- _Short task_
Locate each line in the records below that contains the word "cardboard", and copy those lines out.

- _Extracted information_
--*--
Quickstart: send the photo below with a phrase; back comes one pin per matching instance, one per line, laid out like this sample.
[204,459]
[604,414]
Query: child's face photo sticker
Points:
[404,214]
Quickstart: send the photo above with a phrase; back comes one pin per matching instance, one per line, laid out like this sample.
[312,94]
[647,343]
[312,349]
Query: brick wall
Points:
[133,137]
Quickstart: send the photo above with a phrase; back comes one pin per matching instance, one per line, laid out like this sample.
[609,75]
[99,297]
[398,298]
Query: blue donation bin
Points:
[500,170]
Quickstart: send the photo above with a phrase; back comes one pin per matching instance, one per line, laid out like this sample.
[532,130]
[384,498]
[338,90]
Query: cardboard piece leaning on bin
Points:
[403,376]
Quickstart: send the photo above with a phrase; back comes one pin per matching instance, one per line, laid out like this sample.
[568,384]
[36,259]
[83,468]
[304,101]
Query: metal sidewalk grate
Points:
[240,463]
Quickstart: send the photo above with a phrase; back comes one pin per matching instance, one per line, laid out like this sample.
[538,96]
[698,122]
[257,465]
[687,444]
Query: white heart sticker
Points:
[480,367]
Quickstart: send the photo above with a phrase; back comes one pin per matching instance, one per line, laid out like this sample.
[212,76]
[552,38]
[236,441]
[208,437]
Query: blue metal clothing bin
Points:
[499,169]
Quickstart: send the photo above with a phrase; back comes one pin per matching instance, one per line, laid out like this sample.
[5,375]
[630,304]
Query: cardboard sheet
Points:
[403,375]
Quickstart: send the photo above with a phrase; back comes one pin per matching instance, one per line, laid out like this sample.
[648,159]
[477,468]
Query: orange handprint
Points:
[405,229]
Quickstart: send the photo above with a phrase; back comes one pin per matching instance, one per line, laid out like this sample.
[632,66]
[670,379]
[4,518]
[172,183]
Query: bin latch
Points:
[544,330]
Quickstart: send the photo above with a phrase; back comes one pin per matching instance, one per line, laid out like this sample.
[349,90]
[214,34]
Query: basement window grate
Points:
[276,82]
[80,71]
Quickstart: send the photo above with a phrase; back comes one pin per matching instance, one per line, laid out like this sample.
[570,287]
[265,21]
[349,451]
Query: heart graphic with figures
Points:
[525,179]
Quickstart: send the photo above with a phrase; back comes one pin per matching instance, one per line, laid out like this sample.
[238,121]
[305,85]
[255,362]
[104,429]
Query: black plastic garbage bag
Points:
--*--
- _Response to the task_
Query: cardboard piece leaning on bin
Query: cardboard sheet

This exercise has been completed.